PASSAGE GIVEN.
- - - -

Next, copper or other thermally conductive tubes 32 are expanded against or otherwise mechanically bonded to the collars 44 of axially-aligned apertures 50 in the adjacent fins 34a and 34b as illustrated in Fig. 8. The central axes of the tubes 32 preferably extend perpendicularly to the major surfaces 42 of the fins 34a and 34b during the expanding operation to maximize the strength of the resulting connection. The fins 34a and 34b are stacked generally on top of one another with the spacing between adjacent fins being determined by the height of the collars 44 and the depth of the depressions. By forming depressions which are about 1/2 of the height of the collars in the manner described above, the members 46 will be positioned approximately half way between the two adjacent major surfaces 42. The ends of the tubes 32 are then connected to one another and filled with refrigerant or another fluid to form the heat exchanger 30. Heat exchanger 30 is then placed in a location in which the fluid flowing through the tubes 32 exchanges heat with an ambient fluid, typically air, with the help of the fins 34a and 34b.

Referring especially to Figs. 7 and 8, primary and secondary heat exchange surfaces of the completed heat exchanger 30 are formed by the major surfaces 42 of each fin and by the triangular members 46 surrounding each aperture 50, respectively. These primary and secondary heat exchange surfaces act in conjunction with one another to increase the heat exchange efficiency of the heat exchanger 30. The increase in heat exchange efficiency is rather dramatic for several reasons. First, the total surface area of each fin 34a or 34b available for heat exchange is increased by an amount proportional to the combined areas of the apertures 50. This increased surface area may, depending upon the diameter of the tubes 32 and the areas of the spaces between the tubes, range from 10% to 20% . In practice, the available surface area will typically increase by about 14% in heat exchangers employing 3/8" tubes and by about 17% in heat exchangers employing 1/2" tubes. Heat exchange capacity is generally proportional to available heat exchange area. Hence, the heat exchange capacity of the heat exchanger 30 can be expected to increase proportionally to the increase in surface area.

- - - -

GIVEN DATA.
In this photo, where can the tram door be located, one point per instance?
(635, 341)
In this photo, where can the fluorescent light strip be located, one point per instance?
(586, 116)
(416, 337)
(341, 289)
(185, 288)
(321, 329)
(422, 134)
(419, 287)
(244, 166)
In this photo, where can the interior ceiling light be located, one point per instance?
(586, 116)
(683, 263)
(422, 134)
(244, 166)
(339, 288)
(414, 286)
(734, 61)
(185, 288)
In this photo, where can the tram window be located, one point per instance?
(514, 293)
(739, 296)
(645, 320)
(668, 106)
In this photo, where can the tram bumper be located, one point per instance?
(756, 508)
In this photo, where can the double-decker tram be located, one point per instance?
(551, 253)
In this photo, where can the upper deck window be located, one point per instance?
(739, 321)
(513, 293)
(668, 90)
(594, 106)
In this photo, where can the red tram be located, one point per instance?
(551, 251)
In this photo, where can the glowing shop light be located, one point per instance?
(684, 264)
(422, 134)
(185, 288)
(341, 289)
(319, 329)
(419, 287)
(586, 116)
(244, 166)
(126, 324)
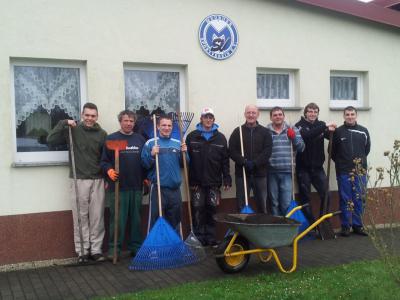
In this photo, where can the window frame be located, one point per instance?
(360, 99)
(268, 102)
(180, 69)
(42, 157)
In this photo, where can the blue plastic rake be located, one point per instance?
(162, 248)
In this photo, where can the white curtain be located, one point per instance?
(343, 88)
(152, 89)
(46, 87)
(272, 86)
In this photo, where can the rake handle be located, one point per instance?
(185, 173)
(244, 171)
(157, 167)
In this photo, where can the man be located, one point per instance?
(130, 177)
(88, 140)
(351, 141)
(169, 153)
(284, 139)
(257, 143)
(309, 163)
(208, 170)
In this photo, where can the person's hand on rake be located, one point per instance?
(112, 174)
(291, 133)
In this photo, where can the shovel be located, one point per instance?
(325, 228)
(116, 145)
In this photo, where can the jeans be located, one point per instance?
(259, 187)
(317, 178)
(350, 199)
(280, 192)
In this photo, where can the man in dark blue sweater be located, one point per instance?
(131, 175)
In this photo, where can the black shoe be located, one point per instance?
(83, 259)
(360, 231)
(98, 257)
(345, 232)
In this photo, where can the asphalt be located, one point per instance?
(105, 279)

- - - -

PROBLEMS TO WORK ON.
[A] Give every percentage figure stated in the heat exchanger passage.
[B] Print the lines of the records word for word, starting at the line that contains "In this photo, where can the man in" and ending at the last line of the records.
The text and the records have nothing to do with each other.

ANSWERS FOR THE EXERCISE.
[A] 10%, 20%, 14%, 17%

[B]
In this photo, where can the man in dark blue sweater be located, one point per instance?
(131, 175)
In this photo, where can the black shoe be located, one point per instance?
(83, 259)
(360, 231)
(98, 257)
(345, 232)
In this photo, where can the asphalt be located, one point per instance?
(105, 279)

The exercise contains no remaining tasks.